■ **Consegna A**:
Secondo il brano sulla presenza di Bolloré in Italia, in quale anno l'imprenditore è entrato in Mediobanca?

■ **Brano fornito**:
◇ ◇ ◇ ◇

I media francesi, che lo conoscono bene, assicurano che il comportamento di Bolloré varia secondo i Paesi dove opera: in Francia fa il dominatore nelle aziende che lo interessano, come nel caso di Havas o per la più recente acquisizione di Ubisoft. In Italia, invece, ha sempre usato un approccio più misurato La dimostrazione è Mediobanca, dove è entrato nel lontano 2002 per difendere Vincenzo Maranghi e poi è rimasto per quasi 15 anni con una quota dell’8%, mai superiore al primo azionista italiano.

Per quasi tre lustri l’imprenditore-finanziere francese si è mosso con abilità nelle partite finanziarie nostrane, a volte dietro le quinte, altre calando direttamente nel momento meno atteso l’asso vincente. Resta memoria di un suo solo “incidente” nella penisola quando nel 2010 tentò invano di agevolare il passaggio della Premasin dell’amico Salvatore Ligresti a Groupama, inciampando in sanzioni Consob. Chi lo conosce ne loda genio, imprevedibilità e fiuto finanziario. I detrattori dipingono quella lucidità come spregiudicatezza, le partite finanziarie come “raid” e la rete di amicizie nell’establishment e nella politica come opportunismo.

◇ ◇ ◇ ◇

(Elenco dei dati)
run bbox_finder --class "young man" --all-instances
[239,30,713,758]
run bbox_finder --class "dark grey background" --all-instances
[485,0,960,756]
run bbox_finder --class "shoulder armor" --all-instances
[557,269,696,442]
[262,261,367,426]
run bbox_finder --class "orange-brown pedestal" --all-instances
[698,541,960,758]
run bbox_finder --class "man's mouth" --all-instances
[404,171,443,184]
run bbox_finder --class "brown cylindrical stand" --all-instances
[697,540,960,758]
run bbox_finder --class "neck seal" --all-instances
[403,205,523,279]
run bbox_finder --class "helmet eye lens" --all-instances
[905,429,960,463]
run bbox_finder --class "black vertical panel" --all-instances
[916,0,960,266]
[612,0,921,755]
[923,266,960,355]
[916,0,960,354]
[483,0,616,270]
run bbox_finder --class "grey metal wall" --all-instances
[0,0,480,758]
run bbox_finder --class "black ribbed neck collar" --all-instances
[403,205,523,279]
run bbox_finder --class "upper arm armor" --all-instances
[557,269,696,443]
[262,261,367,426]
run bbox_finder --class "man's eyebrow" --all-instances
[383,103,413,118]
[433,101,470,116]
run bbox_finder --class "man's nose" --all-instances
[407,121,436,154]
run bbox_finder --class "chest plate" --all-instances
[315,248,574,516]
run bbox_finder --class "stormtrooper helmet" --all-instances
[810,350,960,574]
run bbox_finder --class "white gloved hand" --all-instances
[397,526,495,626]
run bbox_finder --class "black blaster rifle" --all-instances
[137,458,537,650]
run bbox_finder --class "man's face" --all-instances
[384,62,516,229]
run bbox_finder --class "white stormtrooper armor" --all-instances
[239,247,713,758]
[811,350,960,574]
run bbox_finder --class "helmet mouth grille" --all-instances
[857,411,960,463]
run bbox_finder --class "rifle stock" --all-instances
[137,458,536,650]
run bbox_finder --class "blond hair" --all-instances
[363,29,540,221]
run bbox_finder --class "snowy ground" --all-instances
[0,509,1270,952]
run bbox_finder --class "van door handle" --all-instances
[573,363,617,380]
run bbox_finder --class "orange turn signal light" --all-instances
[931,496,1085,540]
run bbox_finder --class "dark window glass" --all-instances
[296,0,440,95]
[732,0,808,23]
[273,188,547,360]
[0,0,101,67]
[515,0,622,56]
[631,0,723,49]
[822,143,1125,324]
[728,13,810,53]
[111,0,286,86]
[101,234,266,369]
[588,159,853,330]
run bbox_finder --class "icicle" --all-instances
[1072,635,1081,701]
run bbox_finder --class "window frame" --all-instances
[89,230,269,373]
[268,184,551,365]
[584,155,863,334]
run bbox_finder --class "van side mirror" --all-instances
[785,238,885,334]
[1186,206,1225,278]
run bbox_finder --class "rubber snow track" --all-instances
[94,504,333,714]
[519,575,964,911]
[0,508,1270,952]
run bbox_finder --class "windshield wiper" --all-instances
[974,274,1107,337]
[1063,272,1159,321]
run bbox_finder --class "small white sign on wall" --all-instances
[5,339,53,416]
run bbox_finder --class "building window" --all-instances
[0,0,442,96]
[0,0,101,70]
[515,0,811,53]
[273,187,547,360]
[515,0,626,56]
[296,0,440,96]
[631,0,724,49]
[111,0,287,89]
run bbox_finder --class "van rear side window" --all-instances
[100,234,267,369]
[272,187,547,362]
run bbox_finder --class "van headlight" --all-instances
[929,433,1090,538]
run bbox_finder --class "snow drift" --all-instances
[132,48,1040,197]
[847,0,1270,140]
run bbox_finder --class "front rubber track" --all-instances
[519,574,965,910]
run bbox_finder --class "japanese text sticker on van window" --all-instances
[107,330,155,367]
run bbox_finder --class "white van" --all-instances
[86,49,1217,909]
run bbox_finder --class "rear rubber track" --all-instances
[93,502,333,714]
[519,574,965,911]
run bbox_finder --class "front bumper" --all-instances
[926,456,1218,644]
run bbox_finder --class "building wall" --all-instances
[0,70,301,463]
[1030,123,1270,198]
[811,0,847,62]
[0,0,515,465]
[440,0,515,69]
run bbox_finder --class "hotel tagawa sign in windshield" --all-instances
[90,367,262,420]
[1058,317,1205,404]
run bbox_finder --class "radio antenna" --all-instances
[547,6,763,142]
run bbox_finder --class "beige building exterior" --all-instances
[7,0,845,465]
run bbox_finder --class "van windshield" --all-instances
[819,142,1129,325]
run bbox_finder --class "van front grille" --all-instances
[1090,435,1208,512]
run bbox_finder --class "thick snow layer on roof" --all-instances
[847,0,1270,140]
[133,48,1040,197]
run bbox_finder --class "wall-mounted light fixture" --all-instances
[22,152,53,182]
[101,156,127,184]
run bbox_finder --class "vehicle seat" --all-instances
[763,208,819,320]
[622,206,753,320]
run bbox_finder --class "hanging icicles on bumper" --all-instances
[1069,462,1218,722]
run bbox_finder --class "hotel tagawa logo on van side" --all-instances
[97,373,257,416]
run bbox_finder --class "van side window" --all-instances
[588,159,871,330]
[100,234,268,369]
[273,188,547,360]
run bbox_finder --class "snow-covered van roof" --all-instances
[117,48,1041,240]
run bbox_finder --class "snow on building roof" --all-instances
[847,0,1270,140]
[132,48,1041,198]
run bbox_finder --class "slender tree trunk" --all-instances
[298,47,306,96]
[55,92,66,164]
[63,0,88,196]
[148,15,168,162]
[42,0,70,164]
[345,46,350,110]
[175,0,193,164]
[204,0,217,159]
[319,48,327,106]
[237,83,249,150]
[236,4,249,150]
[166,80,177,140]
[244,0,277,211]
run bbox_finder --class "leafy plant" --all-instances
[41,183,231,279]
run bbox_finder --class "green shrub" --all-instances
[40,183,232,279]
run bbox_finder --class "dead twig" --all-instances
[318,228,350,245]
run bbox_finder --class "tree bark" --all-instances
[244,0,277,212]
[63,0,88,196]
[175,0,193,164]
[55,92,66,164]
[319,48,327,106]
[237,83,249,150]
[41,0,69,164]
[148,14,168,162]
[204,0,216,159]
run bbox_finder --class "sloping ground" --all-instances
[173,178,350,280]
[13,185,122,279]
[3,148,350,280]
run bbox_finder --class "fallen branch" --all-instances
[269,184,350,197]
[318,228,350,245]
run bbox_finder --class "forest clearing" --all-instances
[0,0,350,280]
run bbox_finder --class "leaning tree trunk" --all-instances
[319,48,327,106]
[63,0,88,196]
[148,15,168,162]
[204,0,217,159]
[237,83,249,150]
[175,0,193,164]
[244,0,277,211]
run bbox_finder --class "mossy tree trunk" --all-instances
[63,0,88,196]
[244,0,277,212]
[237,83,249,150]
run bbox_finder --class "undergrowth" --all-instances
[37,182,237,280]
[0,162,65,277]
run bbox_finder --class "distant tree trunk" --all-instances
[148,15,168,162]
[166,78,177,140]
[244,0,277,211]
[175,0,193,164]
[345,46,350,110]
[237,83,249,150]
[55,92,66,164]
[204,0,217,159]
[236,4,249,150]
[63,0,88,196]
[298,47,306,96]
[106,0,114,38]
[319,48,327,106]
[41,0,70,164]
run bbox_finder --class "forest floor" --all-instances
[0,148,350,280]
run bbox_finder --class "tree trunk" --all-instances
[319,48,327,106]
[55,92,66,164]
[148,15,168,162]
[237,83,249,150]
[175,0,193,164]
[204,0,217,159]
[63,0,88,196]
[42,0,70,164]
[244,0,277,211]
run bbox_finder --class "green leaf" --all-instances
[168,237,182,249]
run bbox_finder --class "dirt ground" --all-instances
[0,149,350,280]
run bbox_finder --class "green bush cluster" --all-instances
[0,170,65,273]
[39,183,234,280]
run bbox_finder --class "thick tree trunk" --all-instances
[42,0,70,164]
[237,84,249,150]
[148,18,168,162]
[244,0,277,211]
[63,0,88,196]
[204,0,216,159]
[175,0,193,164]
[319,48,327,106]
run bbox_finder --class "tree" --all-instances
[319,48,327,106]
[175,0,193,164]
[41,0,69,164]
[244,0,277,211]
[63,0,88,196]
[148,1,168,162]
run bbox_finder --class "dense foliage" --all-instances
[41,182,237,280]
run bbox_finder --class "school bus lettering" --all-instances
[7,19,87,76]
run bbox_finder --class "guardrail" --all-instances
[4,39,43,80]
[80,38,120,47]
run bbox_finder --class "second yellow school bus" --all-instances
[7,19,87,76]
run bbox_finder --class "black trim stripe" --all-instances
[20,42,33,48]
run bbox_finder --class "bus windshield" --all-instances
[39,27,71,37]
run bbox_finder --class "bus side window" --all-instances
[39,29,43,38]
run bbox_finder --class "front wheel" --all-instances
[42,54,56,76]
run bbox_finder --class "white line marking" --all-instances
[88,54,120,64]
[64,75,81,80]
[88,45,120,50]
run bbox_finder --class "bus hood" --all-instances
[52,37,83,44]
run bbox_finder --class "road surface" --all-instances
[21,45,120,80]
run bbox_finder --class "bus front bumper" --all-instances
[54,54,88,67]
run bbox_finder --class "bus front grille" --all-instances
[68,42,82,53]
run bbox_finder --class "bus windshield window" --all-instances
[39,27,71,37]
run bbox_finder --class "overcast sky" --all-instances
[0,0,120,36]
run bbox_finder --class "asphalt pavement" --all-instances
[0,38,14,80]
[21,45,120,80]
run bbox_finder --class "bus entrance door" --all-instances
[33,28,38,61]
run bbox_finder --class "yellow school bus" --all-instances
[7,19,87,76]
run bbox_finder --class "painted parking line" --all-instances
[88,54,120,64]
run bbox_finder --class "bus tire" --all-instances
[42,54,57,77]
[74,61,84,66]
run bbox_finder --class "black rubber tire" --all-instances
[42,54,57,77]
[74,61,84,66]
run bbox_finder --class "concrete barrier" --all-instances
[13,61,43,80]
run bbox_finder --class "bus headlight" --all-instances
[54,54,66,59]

◇ ◇ ◇ ◇

■ **Consegna B**:
Ridimensioni la parte dei record che va dal loro inizio fino alla riga contenente "[811,350,960,574]", estremi inclusi, riscrivendo tutte queste righe, richieste comprese. Moltiplichi per 1,8 ogni coordinata dei riquadri nelle risposte e arrotondi all'intero, con le metà arrotondate per eccesso.

■ **Soluzione svolta A**:
Nel 2002.

■ **Soluzione svolta B**:
run bbox_finder --class "young man" --all-instances
[430,54,1283,1364]
run bbox_finder --class "dark grey background" --all-instances
[873,0,1728,1361]
run bbox_finder --class "shoulder armor" --all-instances
[1003,484,1253,796]
[472,470,661,767]
run bbox_finder --class "orange-brown pedestal" --all-instances
[1256,974,1728,1364]
run bbox_finder --class "man's mouth" --all-instances
[727,308,797,331]
run bbox_finder --class "brown cylindrical stand" --all-instances
[1255,972,1728,1364]
run bbox_finder --class "neck seal" --all-instances
[725,369,941,502]
run bbox_finder --class "helmet eye lens" --all-instances
[1629,772,1728,833]
run bbox_finder --class "black vertical panel" --all-instances
[1649,0,1728,479]
[1102,0,1658,1359]
[1661,479,1728,639]
[1649,0,1728,637]
[869,0,1109,486]
run bbox_finder --class "grey metal wall" --all-instances
[0,0,864,1364]
run bbox_finder --class "black ribbed neck collar" --all-instances
[725,369,941,502]
run bbox_finder --class "upper arm armor" --all-instances
[1003,484,1253,797]
[472,470,661,767]
run bbox_finder --class "man's eyebrow" --all-instances
[689,185,743,212]
[779,182,846,209]
run bbox_finder --class "man's nose" --all-instances
[733,218,785,277]
run bbox_finder --class "chest plate" --all-instances
[567,446,1033,929]
run bbox_finder --class "stormtrooper helmet" --all-instances
[1458,630,1728,1033]
run bbox_finder --class "white gloved hand" --all-instances
[715,947,891,1127]
run bbox_finder --class "black blaster rifle" --all-instances
[247,824,967,1170]
run bbox_finder --class "man's face" --all-instances
[691,112,929,412]
run bbox_finder --class "white stormtrooper armor" --all-instances
[430,445,1283,1364]
[1460,630,1728,1033]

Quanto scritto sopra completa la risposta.